**Record list:**
----------------------------------------

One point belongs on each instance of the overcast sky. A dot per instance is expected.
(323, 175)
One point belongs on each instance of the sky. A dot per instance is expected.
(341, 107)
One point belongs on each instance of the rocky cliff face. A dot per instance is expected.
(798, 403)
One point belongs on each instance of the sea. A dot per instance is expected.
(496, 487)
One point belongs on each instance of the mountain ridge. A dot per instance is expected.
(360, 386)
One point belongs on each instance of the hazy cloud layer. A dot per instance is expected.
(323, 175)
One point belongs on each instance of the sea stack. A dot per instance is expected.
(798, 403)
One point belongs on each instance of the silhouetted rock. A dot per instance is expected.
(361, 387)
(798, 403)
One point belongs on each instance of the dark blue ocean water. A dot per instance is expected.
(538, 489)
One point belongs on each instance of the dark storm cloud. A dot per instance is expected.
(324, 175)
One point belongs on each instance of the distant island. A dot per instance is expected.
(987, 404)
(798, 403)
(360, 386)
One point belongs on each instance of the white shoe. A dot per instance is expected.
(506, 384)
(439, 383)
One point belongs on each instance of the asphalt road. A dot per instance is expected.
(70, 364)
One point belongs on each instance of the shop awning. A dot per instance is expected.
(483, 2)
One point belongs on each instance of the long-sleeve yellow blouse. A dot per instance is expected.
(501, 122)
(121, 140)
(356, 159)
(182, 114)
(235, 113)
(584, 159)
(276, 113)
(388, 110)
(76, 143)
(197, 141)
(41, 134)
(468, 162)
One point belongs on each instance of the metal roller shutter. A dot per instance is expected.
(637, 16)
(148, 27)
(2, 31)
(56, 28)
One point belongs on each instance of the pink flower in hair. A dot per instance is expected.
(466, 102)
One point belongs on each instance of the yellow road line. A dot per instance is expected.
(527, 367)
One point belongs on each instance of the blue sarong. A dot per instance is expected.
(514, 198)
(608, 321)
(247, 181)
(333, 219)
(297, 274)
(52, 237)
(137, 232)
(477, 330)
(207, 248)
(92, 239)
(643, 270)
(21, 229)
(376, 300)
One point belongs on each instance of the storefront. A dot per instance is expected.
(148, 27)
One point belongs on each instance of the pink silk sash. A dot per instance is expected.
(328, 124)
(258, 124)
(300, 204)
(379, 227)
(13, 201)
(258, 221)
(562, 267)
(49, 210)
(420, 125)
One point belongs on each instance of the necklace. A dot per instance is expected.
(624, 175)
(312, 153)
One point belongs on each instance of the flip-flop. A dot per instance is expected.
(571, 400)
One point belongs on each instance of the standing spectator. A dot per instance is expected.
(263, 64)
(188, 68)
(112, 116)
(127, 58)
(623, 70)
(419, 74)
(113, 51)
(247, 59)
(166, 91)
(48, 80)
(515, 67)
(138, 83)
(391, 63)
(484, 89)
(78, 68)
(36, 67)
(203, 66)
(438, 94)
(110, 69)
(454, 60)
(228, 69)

----------------------------------------

**Exercise prompt:**
Reproduce the entire listing above verbatim, keeping every line in its original order.

**Output of the task:**
One point belongs on each instance of the overcast sky. A dot per instance is expected.
(323, 175)
One point belongs on each instance of the sky. A dot per instance is expected.
(341, 107)
One point belongs on each instance of the rocky cliff face. A dot per instance is expected.
(798, 403)
One point belongs on each instance of the sea. A dot per instance is expected.
(496, 487)
One point belongs on each instance of the mountain ridge. A dot per instance is expected.
(360, 386)
One point belongs on each instance of the hazy cloud layer. A dot per instance is expected.
(323, 175)
One point belongs on each instance of the sea stack. A dot per instance is expected.
(798, 403)
One point belongs on each instance of the silhouetted rock. A dot per instance is expected.
(361, 387)
(798, 403)
One point belongs on each instance of the dark blue ocean water. A dot per instance is expected.
(538, 489)
One point belongs on each instance of the dark storm cloud. A dot per instance is expected.
(324, 175)
One point belongs on each instance of the distant island. A dot per instance is expected.
(987, 404)
(798, 403)
(360, 386)
One point belongs on each instance of the white shoe. A dot per instance is expected.
(506, 384)
(439, 383)
One point belongs on each instance of the asphalt road. A dot per instance is expected.
(70, 364)
One point belongs on each instance of the shop awning. A dot per instance is expected.
(483, 2)
One point belongs on each instance of the long-sleeve yellow blouse. A dot per instance is expected.
(501, 122)
(121, 140)
(356, 159)
(182, 114)
(235, 113)
(584, 159)
(276, 113)
(388, 110)
(76, 143)
(197, 141)
(41, 134)
(468, 162)
One point belongs on each instance of the metal roller shutter. A dot per instance is expected.
(637, 16)
(148, 27)
(2, 31)
(56, 28)
One point belongs on each instance of the pink flower in hair. A dot per instance is expected.
(466, 102)
One point belongs on each instance of the yellow road line. A dot per instance is expected.
(527, 367)
One point belongs on each instance of the blue sarong. A dot per instance is expected.
(514, 198)
(608, 321)
(247, 181)
(333, 219)
(297, 274)
(52, 237)
(137, 232)
(477, 330)
(207, 248)
(92, 239)
(643, 270)
(21, 229)
(376, 300)
One point belongs on each instance of the storefront. A dot per instance is expected.
(148, 27)
One point belongs on each instance of the pink silk sash. A dot per instance is expected.
(328, 124)
(258, 124)
(300, 204)
(379, 227)
(13, 201)
(258, 221)
(562, 267)
(49, 210)
(420, 125)
One point belongs on each instance of the necklace. A dot per instance is expected.
(624, 175)
(312, 153)
One point belongs on each instance of the flip-flop. A dot per instance is expected.
(571, 400)
One point belongs on each instance of the standing spectator. A dot per instance is expected.
(263, 64)
(188, 68)
(112, 116)
(127, 58)
(623, 70)
(419, 74)
(113, 51)
(247, 59)
(166, 91)
(48, 80)
(515, 67)
(138, 83)
(391, 63)
(484, 89)
(78, 68)
(36, 67)
(203, 66)
(438, 94)
(110, 69)
(454, 60)
(228, 69)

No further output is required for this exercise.